### [AVAILABLE DATA]

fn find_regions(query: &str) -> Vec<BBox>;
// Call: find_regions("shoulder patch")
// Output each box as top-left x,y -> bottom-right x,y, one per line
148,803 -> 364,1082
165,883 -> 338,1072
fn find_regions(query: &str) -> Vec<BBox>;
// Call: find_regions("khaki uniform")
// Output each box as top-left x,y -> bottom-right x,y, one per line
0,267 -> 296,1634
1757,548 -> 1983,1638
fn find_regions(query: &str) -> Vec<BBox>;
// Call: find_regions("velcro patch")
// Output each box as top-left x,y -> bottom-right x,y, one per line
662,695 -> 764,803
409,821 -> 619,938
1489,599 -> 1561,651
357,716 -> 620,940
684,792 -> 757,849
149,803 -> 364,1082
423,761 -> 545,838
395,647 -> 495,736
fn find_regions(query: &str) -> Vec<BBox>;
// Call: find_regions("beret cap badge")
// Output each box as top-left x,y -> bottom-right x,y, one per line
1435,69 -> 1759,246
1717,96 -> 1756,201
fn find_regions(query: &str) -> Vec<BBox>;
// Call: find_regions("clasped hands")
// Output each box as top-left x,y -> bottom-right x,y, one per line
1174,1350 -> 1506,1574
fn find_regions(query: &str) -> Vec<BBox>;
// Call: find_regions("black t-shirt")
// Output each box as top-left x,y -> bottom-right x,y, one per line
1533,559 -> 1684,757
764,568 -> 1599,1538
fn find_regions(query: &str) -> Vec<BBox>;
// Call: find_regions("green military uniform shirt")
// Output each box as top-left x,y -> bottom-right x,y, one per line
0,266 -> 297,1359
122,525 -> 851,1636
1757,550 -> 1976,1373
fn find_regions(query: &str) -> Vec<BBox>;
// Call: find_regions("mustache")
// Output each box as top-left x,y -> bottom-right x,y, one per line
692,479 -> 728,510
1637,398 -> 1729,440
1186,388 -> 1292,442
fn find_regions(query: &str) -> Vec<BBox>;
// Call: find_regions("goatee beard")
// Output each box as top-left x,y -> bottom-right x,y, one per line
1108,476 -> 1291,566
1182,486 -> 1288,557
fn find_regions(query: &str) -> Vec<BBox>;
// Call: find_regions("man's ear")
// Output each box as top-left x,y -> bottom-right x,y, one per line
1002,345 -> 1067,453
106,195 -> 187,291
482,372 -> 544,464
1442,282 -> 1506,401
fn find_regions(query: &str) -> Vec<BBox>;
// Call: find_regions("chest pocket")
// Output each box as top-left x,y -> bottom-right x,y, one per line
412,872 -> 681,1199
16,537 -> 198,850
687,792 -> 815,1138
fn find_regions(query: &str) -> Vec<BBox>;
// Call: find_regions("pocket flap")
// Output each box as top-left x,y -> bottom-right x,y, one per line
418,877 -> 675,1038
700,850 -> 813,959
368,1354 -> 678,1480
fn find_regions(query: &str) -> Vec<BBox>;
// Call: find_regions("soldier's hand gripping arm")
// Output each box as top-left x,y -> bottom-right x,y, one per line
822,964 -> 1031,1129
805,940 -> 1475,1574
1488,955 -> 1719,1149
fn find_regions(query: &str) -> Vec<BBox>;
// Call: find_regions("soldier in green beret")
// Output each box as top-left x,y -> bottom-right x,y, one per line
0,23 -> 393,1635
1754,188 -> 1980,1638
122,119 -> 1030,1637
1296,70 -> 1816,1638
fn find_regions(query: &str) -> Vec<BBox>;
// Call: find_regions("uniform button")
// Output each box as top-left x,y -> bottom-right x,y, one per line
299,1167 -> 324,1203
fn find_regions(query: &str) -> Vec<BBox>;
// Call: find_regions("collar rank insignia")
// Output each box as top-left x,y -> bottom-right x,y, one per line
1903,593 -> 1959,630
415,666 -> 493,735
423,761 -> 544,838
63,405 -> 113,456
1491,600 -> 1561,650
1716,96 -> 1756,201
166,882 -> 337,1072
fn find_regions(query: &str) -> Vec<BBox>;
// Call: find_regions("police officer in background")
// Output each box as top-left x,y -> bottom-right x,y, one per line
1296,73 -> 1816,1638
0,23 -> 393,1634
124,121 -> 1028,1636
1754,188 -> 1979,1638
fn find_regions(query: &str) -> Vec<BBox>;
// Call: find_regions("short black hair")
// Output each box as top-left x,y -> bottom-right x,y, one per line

### [YOUR ASSIGNMENT]
Set down each record again, exactly as written.

### [SOLUTION TO THIS PROBLEM]
fn find_regions(query: &str) -> Vec<BBox>;
// Call: find_regions("shoulder patch")
// Output each box as top-left x,y -> bottom-right x,y, one per line
148,803 -> 364,1082
165,883 -> 338,1072
fn find_regions(query: &str) -> Vec<BBox>;
// Call: find_regions("khaki uniform")
// Output each box as top-left x,y -> bottom-right x,y, one per line
0,267 -> 296,1634
1757,548 -> 1983,1638
fn find_regions(query: &str) -> Vec<BBox>;
// Call: find_regions("velcro patch")
// Output each box as top-left x,y -> bottom-right x,y, one per line
662,695 -> 764,803
409,821 -> 619,938
1489,599 -> 1561,651
357,716 -> 620,940
684,792 -> 757,849
149,803 -> 364,1082
423,761 -> 545,838
395,647 -> 495,736
fn find_regions(query: &str) -> Vec<BBox>;
// Call: find_regions("beret cap badge")
// Output each box as top-left x,y -> bottom-right x,y, one per line
1435,69 -> 1759,246
1717,96 -> 1756,201
fn find_regions(query: &str) -> Vec<BBox>;
// Call: find_regions("clasped hands")
// Output each box as top-left x,y -> bottom-right x,y, one per line
1174,1350 -> 1506,1574
fn find_regions(query: &str) -> Vec<BBox>;
// Call: find_regions("black t-shirt")
// Output each box as top-left x,y -> bottom-right x,y, one per line
1533,559 -> 1684,757
764,568 -> 1599,1538
fn find_regions(query: &str) -> Vec<BBox>;
// Call: find_regions("green military uniform shirt")
// Output each box as top-left x,y -> bottom-right x,y, one per line
0,266 -> 297,1359
122,525 -> 851,1636
1757,550 -> 1976,1373
fn find_regions(query: &str) -> Vec<BBox>;
// Call: find_regions("mustache")
// Output each box as top-left x,y -> bottom-right x,y, one per line
692,479 -> 728,510
1637,398 -> 1729,440
1186,388 -> 1292,442
fn find_regions(query: &str) -> Vec<BBox>;
// Call: find_regions("goatee beard")
// Output each box as top-left x,y -> bottom-right x,y, one per line
1108,476 -> 1291,566
1182,486 -> 1288,557
fn find_regions(query: &str) -> Vec<BBox>;
// Call: find_regions("man's ear")
// Output each box as top-left x,y -> bottom-right x,y, one per line
1002,345 -> 1067,453
106,195 -> 187,291
482,372 -> 544,464
1442,282 -> 1506,401
fn find_regions(query: &str) -> Vec<BBox>;
// Call: find_regions("chest pocket")
// Output each box as top-left x,y -> bottom-right x,y, one per line
412,872 -> 681,1199
16,537 -> 198,850
687,792 -> 815,1138
fn find_regions(query: &str) -> Vec<BBox>;
// Call: find_regions("pocket flap")
// Output each box as top-left x,y -> bottom-right x,y, one per line
418,877 -> 675,1038
700,850 -> 813,959
368,1354 -> 678,1480
fn find_regions(query: &str) -> Vec<BBox>;
// Call: find_regions("soldier's hand gripping arm")
// Output each box as top-left x,y -> bottom-right x,y, one per line
822,964 -> 1031,1129
805,940 -> 1475,1574
1488,955 -> 1719,1149
fn find_regions(query: &str) -> Vec<BBox>;
// Call: find_regions("soldier in green beret")
// Output each box as top-left x,y -> bottom-right x,y, one per line
0,23 -> 393,1635
1754,188 -> 1980,1638
122,119 -> 1030,1637
1296,70 -> 1816,1638
fn find_regions(query: &str) -> Vec<BBox>;
// Call: find_regions("uniform button")
// Output each box as top-left x,y -> bottom-right x,y, one per line
299,1167 -> 324,1203
fn find_regions(query: &str) -> Vec<BBox>;
// Call: find_regions("collar rank insignia")
// Output each box as top-left x,y -> bottom-right x,y, one per line
1903,593 -> 1959,630
415,666 -> 493,735
423,761 -> 544,838
63,405 -> 113,456
1491,600 -> 1561,650
1716,96 -> 1756,201
166,882 -> 337,1072
fn find_regions(query: &str) -> Vec<BBox>;
// Call: find_regions("police officer in background")
// Output each box as top-left x,y -> bottom-right x,y, one per line
1296,73 -> 1816,1638
0,23 -> 393,1634
124,121 -> 1028,1636
1754,188 -> 1979,1638
fn find_regions(query: &str) -> Vec<BBox>;
// Call: find_regions("short black hair")
// Output each box as top-left x,y -> bottom-right x,y, one per line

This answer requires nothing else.